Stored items
"""
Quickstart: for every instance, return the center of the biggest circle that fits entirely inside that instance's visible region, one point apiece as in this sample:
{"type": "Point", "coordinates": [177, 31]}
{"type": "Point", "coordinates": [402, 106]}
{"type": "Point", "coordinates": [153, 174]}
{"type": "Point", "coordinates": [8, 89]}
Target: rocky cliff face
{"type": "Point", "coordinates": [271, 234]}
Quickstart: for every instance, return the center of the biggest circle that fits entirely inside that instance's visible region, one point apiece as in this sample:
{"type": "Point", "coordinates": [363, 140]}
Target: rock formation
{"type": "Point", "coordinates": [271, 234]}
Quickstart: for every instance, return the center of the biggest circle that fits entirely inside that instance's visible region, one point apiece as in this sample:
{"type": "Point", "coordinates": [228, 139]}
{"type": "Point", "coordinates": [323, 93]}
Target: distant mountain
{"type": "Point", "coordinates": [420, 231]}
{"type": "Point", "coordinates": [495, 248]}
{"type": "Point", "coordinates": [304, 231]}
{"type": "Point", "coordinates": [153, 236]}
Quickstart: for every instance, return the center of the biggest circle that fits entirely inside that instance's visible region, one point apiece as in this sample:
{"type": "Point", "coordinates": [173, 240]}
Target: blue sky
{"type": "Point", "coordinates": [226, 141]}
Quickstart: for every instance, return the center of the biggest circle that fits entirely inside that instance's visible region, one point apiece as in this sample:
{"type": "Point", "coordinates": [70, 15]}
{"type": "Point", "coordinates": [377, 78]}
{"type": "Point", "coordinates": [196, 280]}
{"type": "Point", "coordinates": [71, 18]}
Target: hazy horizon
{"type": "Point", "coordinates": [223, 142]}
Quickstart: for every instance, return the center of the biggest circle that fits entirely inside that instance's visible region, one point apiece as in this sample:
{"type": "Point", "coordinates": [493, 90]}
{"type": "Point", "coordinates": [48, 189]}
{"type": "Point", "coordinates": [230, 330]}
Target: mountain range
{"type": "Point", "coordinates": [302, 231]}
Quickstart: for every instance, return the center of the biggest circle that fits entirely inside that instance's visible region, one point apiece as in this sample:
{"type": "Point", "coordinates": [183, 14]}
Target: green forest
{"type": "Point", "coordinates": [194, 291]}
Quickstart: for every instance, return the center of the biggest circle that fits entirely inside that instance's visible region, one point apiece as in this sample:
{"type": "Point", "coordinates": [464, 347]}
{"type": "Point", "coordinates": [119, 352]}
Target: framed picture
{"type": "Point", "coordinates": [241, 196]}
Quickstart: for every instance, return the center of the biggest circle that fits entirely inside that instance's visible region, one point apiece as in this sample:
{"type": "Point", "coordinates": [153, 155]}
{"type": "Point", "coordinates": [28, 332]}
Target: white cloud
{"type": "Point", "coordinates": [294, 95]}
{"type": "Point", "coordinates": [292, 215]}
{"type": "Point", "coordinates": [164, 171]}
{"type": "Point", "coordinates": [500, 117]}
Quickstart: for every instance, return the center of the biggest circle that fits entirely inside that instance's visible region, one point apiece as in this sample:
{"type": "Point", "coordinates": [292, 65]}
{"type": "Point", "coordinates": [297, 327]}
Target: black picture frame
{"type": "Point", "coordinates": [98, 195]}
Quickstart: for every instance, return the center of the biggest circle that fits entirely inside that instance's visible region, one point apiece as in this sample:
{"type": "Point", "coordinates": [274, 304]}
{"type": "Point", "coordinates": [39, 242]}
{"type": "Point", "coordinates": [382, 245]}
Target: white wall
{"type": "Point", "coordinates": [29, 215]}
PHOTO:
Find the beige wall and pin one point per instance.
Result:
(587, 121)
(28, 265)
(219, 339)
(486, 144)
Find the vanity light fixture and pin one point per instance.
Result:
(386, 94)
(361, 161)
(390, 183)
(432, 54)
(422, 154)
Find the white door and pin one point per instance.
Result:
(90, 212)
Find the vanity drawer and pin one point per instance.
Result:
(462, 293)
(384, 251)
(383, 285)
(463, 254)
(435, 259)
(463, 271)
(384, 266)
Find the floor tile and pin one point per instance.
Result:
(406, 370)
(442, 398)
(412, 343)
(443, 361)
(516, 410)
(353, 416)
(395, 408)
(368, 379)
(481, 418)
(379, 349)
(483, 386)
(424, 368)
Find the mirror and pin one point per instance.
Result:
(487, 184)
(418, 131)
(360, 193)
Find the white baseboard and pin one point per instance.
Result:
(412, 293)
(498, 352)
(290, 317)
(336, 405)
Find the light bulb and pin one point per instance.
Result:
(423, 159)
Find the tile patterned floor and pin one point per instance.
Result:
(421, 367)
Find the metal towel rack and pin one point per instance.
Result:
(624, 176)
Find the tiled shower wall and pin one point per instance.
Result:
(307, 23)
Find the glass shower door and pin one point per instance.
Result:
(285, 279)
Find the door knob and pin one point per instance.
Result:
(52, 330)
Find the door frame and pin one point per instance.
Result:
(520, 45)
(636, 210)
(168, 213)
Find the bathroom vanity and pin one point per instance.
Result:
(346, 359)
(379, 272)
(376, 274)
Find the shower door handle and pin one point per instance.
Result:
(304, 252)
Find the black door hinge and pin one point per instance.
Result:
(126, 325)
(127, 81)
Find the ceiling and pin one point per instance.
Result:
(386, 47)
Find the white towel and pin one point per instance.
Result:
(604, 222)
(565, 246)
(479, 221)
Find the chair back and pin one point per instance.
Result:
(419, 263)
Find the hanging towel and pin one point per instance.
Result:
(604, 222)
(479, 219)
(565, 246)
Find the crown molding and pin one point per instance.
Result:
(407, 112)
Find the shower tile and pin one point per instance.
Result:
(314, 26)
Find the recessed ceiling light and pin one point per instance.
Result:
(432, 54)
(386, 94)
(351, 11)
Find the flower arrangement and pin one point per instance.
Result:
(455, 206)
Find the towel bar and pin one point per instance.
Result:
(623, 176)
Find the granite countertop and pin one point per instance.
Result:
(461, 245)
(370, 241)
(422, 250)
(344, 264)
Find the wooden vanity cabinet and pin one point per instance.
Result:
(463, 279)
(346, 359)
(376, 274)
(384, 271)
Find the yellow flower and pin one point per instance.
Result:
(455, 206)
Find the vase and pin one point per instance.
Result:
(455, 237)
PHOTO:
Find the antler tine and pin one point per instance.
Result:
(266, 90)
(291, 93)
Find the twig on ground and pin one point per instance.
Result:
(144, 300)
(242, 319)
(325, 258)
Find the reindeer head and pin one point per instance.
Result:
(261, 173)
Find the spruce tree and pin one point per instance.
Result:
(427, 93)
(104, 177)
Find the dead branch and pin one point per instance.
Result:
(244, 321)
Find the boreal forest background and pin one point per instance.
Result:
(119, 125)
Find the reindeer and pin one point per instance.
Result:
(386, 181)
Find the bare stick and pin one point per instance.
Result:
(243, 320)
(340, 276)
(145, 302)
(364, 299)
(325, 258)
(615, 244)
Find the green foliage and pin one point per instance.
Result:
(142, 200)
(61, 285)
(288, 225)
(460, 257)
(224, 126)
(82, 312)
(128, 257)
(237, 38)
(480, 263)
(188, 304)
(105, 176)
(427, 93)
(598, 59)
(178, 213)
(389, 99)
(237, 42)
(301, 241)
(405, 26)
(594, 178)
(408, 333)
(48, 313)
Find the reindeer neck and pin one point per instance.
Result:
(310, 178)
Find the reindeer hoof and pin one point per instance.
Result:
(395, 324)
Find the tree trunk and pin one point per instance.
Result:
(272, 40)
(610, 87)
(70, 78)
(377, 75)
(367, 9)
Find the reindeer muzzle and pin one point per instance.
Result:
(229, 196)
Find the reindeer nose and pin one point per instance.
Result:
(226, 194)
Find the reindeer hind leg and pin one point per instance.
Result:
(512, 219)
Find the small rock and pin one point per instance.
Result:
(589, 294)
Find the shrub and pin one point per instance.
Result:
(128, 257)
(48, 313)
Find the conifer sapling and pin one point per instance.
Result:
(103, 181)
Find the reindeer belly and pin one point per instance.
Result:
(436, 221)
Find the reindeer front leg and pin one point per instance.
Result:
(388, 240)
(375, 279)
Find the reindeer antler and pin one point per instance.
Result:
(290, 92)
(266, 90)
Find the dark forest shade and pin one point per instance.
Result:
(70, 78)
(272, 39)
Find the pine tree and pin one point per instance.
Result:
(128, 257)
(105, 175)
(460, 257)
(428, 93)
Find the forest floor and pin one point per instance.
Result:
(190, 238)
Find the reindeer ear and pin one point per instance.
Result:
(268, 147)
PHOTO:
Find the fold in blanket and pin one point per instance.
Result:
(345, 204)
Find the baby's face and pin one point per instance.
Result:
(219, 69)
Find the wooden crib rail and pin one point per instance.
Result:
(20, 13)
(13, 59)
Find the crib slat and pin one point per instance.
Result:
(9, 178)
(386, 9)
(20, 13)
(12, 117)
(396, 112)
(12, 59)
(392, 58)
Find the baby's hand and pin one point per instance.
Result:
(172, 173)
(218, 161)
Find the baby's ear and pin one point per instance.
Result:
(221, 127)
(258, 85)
"""
WHAT THIS TASK INVOLVES: Find the word "tree" in the data and copy out each line where it turns up.

SOLUTION:
Find the spruce tree and pin one point per instance.
Find the tree trunk and pin one point per instance.
Find the pine tree and pin one point per instance.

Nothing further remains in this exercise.